* Excerpted passage:
__________________________________________________

BG Africa Group assists to set aside project allowing fishing in the Tsitsikamma Marine Protected Area
15 Jan 2016
Bowman Gilfillan Africa Group, instructed by the Wildlands Conservation Trust, assisted the Friends of Tsitsikamma, in launching an urgent application in the Pretoria High Court to interdict SANParks, the Minister of Environmental Affairs and Tourism and the Tsitsikamma Community from implementing a decision to permit recreational angling in the Tsitsikamma Marine Protected Area (TMPA) pending the outcome of a review application which also formed the second part of the application proceedings.
The Tsitsikamma National Park is the oldest and one of the largest marine protected areas in Southern Africa, having first been declared a protected area in 1964. The TMPA alone conserves 11% of South Africa’s Temperate South Coast rocky shoreline and provides a laboratory for fisheries baseline research on endangered line fish species and natural ecosystem functioning. For at least the past 15 years, legislation and policy have prohibited fishing within the TMPA which is currently an area of “no take” based on sound scientific reasoning.
Partner in Bowman Gilfillan Africa Group’s Litigation & Dispute Resolution Department, Trudie Nichols explains, “On 19 November 2015, the Minister published draft notices and regulations in the Government Gazette calling for public comment on the feasibility of opening up four areas within the TMPA to shore fishing, by 1 February 2016.
“Notwithstanding that the public comment process was underway, on or about the 30 November 2015, SANParks and the Minister, announced that a pilot project for recreational angling would be permitted from 15 December 2015 for the benefit of the Tsitsikamma Community only and for research purposes,” she notes.
Nichols explains that Friends of Tsitsikamma, an association comprising scientists, academics and marine conservationists throughout the country, argued that the decision to permit recreational angling as a pilot project while the public consultation process on the very issue was underway was prohibited by law. Further that is was made and implemented in violation of section 33 of the Bill of Rights read with the Promotion of Administrative Justice Act and would result in long term damage to fish populations and related marine life in the TMPA area.

__________________________________________________

* Listing:

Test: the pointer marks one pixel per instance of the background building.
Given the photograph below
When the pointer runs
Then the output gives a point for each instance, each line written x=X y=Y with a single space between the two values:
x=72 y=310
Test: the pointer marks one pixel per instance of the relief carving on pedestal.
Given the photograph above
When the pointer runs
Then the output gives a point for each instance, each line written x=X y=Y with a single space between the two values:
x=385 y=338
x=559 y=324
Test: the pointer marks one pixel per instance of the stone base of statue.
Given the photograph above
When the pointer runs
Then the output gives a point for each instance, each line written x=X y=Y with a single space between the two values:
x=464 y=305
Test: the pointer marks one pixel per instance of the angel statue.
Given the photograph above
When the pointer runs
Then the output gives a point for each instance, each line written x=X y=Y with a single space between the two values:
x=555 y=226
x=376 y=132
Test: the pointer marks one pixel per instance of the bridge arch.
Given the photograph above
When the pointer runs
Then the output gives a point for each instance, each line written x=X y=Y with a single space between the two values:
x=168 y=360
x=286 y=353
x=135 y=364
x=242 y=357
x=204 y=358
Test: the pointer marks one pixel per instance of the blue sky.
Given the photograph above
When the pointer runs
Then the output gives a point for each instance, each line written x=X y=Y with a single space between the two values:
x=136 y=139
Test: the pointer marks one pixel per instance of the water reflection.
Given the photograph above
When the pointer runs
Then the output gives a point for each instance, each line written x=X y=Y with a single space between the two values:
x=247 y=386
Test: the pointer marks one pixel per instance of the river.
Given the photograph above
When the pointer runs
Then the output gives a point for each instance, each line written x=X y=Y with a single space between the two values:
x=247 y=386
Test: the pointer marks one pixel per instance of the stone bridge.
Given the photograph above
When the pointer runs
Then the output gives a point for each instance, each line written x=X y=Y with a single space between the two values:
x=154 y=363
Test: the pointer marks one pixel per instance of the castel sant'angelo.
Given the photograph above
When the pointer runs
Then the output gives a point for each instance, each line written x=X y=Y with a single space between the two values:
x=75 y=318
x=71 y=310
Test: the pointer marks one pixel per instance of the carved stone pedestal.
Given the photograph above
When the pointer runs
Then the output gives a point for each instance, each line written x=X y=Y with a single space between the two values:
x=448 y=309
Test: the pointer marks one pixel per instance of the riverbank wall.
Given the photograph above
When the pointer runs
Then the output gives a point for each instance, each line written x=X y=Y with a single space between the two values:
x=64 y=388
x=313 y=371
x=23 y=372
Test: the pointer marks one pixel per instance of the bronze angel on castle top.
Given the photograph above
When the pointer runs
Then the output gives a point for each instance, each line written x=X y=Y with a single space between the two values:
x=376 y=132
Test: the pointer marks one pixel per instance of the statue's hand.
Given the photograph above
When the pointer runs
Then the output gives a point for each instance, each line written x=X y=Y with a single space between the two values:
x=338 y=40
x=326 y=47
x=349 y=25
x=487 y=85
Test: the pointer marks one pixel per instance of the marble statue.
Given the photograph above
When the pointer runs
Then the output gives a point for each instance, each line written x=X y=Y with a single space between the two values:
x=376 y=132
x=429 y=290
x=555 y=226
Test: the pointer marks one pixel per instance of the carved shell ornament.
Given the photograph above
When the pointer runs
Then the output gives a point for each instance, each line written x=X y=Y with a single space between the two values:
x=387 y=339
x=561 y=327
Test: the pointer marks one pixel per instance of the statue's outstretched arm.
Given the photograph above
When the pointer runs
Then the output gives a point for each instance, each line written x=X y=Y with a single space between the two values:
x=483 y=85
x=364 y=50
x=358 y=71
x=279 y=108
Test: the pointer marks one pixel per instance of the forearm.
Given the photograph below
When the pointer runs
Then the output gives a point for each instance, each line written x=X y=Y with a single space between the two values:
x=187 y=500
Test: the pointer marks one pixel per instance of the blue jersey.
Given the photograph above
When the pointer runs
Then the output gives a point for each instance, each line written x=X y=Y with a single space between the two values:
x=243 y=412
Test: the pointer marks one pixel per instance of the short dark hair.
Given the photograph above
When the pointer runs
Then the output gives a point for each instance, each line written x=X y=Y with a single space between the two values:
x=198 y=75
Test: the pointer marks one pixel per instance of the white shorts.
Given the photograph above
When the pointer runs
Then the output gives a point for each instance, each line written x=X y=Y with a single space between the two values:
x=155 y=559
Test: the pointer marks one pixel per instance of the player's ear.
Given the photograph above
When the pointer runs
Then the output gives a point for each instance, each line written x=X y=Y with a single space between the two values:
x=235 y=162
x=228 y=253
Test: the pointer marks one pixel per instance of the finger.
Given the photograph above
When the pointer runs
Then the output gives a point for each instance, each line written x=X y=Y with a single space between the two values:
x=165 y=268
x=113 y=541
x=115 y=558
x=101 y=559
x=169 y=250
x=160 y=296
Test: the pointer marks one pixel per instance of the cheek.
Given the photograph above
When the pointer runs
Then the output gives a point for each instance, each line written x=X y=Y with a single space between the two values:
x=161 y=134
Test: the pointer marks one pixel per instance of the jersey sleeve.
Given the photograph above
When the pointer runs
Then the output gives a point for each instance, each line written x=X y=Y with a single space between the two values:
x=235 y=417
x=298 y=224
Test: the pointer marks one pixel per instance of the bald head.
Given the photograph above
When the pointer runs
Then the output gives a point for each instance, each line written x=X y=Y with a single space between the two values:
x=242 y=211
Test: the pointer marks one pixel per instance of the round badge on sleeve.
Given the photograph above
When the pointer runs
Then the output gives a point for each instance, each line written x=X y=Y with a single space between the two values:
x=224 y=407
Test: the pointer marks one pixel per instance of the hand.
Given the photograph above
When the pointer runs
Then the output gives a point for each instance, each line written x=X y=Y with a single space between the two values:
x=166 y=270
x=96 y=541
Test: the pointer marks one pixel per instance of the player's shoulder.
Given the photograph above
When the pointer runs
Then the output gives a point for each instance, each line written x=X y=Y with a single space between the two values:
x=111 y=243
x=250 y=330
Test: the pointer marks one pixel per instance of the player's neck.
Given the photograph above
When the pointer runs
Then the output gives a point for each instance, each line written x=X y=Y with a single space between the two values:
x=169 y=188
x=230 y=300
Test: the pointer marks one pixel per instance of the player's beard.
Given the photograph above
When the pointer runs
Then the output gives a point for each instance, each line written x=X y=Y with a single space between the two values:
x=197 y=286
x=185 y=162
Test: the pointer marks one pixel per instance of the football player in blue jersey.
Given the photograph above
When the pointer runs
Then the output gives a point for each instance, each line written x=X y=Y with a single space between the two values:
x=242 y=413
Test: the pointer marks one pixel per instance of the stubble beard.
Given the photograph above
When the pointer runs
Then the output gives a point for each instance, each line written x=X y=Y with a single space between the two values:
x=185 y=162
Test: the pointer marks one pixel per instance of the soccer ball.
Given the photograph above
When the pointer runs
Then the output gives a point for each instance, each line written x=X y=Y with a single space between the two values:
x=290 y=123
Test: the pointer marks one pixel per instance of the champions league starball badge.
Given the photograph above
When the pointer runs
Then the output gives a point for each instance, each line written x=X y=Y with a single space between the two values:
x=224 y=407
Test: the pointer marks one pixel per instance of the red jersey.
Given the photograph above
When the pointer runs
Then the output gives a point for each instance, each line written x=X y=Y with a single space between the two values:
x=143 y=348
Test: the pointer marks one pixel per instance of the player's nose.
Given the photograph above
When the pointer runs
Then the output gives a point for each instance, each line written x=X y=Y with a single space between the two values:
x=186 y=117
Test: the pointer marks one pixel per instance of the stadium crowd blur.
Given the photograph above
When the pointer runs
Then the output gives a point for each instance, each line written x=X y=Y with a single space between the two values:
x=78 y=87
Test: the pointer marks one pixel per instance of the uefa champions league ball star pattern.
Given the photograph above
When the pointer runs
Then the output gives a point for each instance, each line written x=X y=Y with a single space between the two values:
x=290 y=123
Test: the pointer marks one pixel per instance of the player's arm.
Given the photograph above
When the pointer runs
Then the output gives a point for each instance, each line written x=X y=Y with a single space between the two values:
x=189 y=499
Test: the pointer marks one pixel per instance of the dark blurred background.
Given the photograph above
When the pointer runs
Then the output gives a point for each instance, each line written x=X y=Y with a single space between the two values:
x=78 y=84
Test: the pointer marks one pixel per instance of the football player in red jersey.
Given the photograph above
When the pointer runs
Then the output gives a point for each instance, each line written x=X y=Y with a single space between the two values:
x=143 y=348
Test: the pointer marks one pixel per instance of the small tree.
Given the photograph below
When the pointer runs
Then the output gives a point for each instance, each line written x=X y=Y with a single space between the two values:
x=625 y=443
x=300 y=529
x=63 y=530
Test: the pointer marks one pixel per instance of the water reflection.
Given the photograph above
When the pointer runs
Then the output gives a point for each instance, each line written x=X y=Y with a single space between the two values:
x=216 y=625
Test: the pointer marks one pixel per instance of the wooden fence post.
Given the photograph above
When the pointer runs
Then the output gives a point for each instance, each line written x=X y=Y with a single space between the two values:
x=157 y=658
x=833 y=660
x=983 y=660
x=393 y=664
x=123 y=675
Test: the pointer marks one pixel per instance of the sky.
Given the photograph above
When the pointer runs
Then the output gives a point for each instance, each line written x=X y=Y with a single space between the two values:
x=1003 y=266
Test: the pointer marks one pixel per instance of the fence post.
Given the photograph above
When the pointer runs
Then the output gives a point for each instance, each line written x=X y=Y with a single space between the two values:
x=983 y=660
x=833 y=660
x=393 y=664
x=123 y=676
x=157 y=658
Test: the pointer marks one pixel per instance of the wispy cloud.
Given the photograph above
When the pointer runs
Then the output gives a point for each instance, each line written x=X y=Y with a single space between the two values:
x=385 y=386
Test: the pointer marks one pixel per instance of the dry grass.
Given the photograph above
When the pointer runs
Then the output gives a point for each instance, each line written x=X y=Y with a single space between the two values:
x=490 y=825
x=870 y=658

__________________________________________________

* Objectives:
1 - Summarize the article on the Tsitsikamma angling case in two sentences.
2 - Write the next paragraph of the article on the Tsitsikamma angling case, picking up after its last sentence.

* Per-task outputs:
1 - Bowman Gilfillan Africa Group, instructed by the Wildlands Conservation Trust, helped the Friends of Tsitsikamma bring an urgent application in the Pretoria High Court to stop SANParks, the Minister of Environmental Affairs and Tourism and the Tsitsikamma Community from permitting recreational angling in the Tsitsikamma Marine Protected Area while a review was pending. Fishing had been prohibited there for at least 15 years, yet a pilot angling project was announced to start on 15 December 2015 while public comment on opening parts of the area to shore fishing was still underway, which the Friends of Tsitsikamma argued was unlawful and would cause long-term damage to fish populations and related marine life.

2 -
SANParks and the Minister capitulated in respect of the application in its entirety on 8 January 2016 before the Honourable Justice Prinsloo J. Their capitulation was an acknowledgment of the following breaches: procedural and administrative fairness; section 24: Environmental rights;the Rule of Law; the Constitution; the Protected Area Act; and the National Environment Management Act.
“As a result, all three respondents were interdicted from implementing the decision to allow recreational angling within the marine protected area. In addition, the decision to implement the pilot project for recreational angling was reviewed and set aside,” she says.
Nichols adds that this order highlights the importance of the Tsitsikamma National Park as a national asset for all South Africans. The draft notices in the Government Gazette which propose to open 20% of the park to recreational angling is still open for public comment until 1 February 2016. To date over 6 000 South African citizens and marine scientists have signed a petition to keep the Tsitsikamma National Park closed to fishing. View the petition here<http://orcafoundation.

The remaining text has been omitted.